What to work on:
Starting at the line that contains "of the blurred", restate every line word for word through the end of the entries.

[Start of section]

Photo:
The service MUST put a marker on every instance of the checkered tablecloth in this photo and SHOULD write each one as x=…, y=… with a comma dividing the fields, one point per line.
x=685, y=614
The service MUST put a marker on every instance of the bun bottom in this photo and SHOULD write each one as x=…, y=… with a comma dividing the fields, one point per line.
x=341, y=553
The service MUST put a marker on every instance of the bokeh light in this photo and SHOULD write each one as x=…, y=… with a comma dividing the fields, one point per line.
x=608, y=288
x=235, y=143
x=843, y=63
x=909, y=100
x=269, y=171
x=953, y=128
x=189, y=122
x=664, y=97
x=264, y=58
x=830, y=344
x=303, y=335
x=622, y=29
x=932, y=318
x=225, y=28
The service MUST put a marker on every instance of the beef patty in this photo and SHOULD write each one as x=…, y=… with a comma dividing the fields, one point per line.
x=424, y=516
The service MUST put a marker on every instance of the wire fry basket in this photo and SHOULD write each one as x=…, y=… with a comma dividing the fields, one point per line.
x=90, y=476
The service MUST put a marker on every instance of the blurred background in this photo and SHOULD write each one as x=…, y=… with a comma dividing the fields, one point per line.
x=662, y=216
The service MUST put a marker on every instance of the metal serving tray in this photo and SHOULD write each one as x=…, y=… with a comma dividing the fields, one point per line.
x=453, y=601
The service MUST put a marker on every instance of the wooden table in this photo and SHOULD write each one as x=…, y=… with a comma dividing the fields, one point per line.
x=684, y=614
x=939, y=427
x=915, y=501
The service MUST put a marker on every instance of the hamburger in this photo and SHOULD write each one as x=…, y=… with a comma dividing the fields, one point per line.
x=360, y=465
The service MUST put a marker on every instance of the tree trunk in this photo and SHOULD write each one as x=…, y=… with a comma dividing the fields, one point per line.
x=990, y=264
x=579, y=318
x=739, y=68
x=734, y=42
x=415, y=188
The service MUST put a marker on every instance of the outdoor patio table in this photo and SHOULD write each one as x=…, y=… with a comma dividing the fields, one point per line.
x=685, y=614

[End of section]

Solution:
The service MUST put a marker on every instance of the blurred background in this photo and SHOULD write each one as x=…, y=… with a comma dividing the fields, one point per line.
x=662, y=216
The service MUST put a marker on every instance of the metal serving tray in this photo and SHOULD write each one as x=…, y=… with a comma dividing the fields, one point per line.
x=453, y=601
The service MUST put a marker on every instance of the wooden table in this photo and SHOULD write each one as x=…, y=… with a comma dividing the fields, one point per line.
x=684, y=614
x=939, y=427
x=915, y=501
The service MUST put a marker on every instance of the hamburger in this photo and SHOULD write each one as x=…, y=… with a comma dividing the fields, one point per line.
x=360, y=465
The service MUST put a marker on every instance of the tree trunk in this photo and SHOULD write each one as x=…, y=… with a comma dividing the fields, one point per line.
x=990, y=264
x=579, y=318
x=739, y=68
x=734, y=42
x=415, y=188
The service MUST put a marker on every instance of the outdoor patio table in this photo and SHOULD write each one as x=…, y=… with a comma dividing the fields, one point per line.
x=685, y=614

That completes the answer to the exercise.